§ Задания:
**a.** Объясните по тексту об атеизме и психоанализе, почему, называя современную серьезность «тоже религиозной», мы служим дурной интеллектуальной цели.
**b.** Продолжите текст об атеизме и психоанализе, начиная сразу после его последнего предложения.

§ Исходный текст:
────────
Если мы примем это как факт, нам станут яснее прошлые попытки определить влияние атеизма на мысль и личную мораль. Наследие Ницше составляет одну такую традицию: сюда относятся, например, эссе Э. М. Чорана. Французские морализм и антиморализм – Лакло, Сад, Бретон, Сартр, Камю, Жорж Батай, Леви-Стросс – другую. Третья традиция – гегельянско-марксистская. Еще есть фрейдистская традиция, куда входят не только работы самого Фрейда, но и таких диссидентов, как Вильгельм Райх, Герберт Маркузе («Эрос и цивилизация») и Норман Браун («Жизнь против смерти»). Созидательная фаза в жизни идеи совпадает с периодом, во время которого она своенравно утверждает собственные границы, указывает на то, что ее отличает; но идея становится ложной и беспомощной, когда начинает искать примирения – по скидочной цене – с другими идеями. Современная серьезность, представленная разными традициями, действительно существует. Но, размывая все границы и называя эту серьезность «тоже религиозной», мы служим дурной интеллектуальной цели.
[1961]
Пер. Льва Оборина
Психоанализ и «Жизнь против смерти» Нормана О. Брауна
Публикация книги Нормана О. Брауна «Жизнь против смерти» в мягкой обложке – событие знаменательное. Вслед за «Эросом и цивилизацией» (1955) Герберта Маркузе эта книга свидетельствует о серьезном отношении к идеям Фрейда в отличие от большинства предыдущих выпущенных в Америке сочинений – будь то схоластика психоаналитических журналов правого крыла или критика со стороны «ревизионистов» фрейдизма (Фромма, Хорни и др.) слева, которые на ее фоне обнаруживают свою теоретическую несостоятельность или, в лучшем случае, поверхностность. Но еще более важным, нежели реинтерпретация одного из самых влиятельных умов нашей культуры, является та смелость, с какой здесь обсуждаются фундаментальные проблемы – о лицемерии нашей культуры, об искусстве, деньгах, религии, труде, сексе и мотивах, которые движут нашим телом. Серьезное размышление об этих проблемах – совершенно справедливо, на мой взгляд, сфокусированное на значении сексуальности и свободы – развивалось во Франции со времен де Сада, Фурье, Кабаниса и Анфантена; сегодня его можно встретить в таких далеких друг от друга произведениях, как разделы, посвященные телесности и отношениям с другими в «Бытии и ничто» Сартра, в эссе Мориса Бланшо, в «Истории О», пьесах и прозе Жана Жене.
────────
§ Фрагмент данных:
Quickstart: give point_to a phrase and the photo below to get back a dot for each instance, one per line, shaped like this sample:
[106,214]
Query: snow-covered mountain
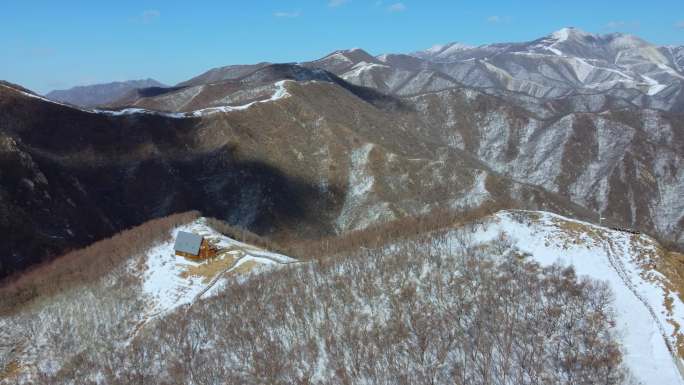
────────
§ Ответы:
**a.** Созидательная фаза в жизни идеи совпадает с периодом, когда идея утверждает собственные границы и указывает на то, что ее отличает. Когда же она ищет примирения с другими идеями «по скидочной цене», она становится ложной и беспомощной, а называть серьезность «тоже религиозной» как раз и значит размывать все границы.

**b.**
Однако в Америке серьезное изучение тем-близнецов – эротики и свободы – только начинается. Большинство из нас все еще чувствуют себя обязанными вести застарелую борьбу против ханжеских запретов, воспринимая сексуальность как нечто, что всего лишь нуждается в более свободном выражении. Страна, где оправдание такой сексуально реакционной книги, как «Любовник леди Чаттерлей», считается серьезным делом, просто-напросто стоит на низкой ступени сексуальной зрелости. Идеи Лоуренса по поводу секса серьезно ограничены его классовым романтизмом, мистикой мужского одиночества, пуританской зацикленностью на генитальном сексе; многие из его современных защитников это признали. Тем не менее Лоуренс еще нуждается в защите, особенно когда многие из тех, кто его отвергает, заняли более реакционную позицию, чем он, рассматривая секс как неотъемлемую принадлежность любви. На самом деле любовь более сексуальна, более телесна, чем воображал Лоуренс. И революционные последствия сексуальности в современном обществе пока далеко не полностью осмыслены.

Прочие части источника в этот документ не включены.